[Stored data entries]
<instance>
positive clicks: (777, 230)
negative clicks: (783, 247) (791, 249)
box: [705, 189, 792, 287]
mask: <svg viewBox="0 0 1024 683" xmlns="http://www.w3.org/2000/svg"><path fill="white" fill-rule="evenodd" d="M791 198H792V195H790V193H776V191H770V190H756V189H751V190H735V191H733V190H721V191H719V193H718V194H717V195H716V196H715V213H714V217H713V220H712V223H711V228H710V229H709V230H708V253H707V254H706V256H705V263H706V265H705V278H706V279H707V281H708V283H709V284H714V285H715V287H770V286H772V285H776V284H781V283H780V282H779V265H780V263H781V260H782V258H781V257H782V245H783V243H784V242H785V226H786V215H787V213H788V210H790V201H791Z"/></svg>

...

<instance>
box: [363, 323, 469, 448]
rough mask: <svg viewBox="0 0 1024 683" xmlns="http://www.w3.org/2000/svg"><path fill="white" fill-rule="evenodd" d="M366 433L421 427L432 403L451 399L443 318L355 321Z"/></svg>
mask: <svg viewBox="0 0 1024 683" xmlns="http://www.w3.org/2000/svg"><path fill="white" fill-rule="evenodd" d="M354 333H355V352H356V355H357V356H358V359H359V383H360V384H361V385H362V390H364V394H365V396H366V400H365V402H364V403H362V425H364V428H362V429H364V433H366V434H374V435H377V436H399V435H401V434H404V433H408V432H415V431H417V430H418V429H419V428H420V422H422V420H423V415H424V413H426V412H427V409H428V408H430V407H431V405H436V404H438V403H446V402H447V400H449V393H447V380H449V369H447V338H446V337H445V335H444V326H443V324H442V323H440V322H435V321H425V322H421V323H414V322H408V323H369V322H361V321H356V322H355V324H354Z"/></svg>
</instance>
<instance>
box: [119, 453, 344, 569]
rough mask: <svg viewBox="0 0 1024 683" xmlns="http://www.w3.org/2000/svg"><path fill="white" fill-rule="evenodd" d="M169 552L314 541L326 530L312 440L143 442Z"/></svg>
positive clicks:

==

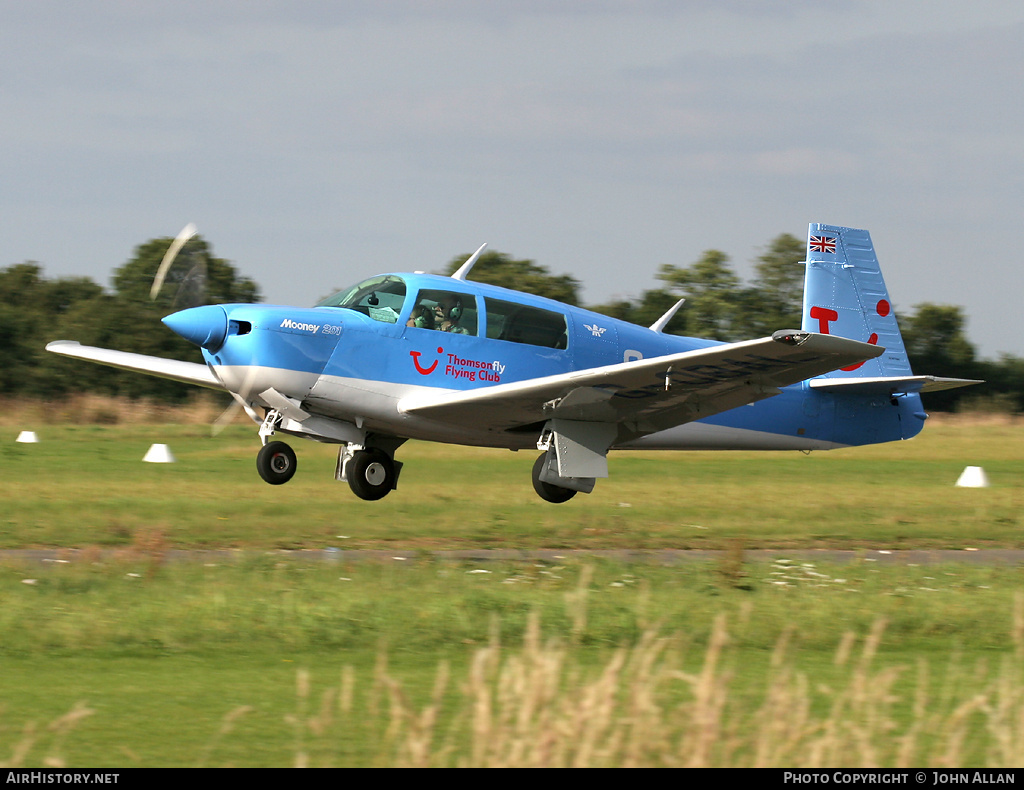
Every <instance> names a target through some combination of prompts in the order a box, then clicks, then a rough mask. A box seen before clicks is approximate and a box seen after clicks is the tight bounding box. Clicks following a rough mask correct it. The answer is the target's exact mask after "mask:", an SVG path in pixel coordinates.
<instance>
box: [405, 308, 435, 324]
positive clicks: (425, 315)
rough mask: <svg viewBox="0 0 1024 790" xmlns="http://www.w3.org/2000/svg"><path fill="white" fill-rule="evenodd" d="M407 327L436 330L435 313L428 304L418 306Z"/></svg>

● Work instructions: The answer should be all lines from the entries above that hold the word "positive".

● Exercise response:
positive clicks: (777, 230)
positive clicks:
positive clicks: (425, 315)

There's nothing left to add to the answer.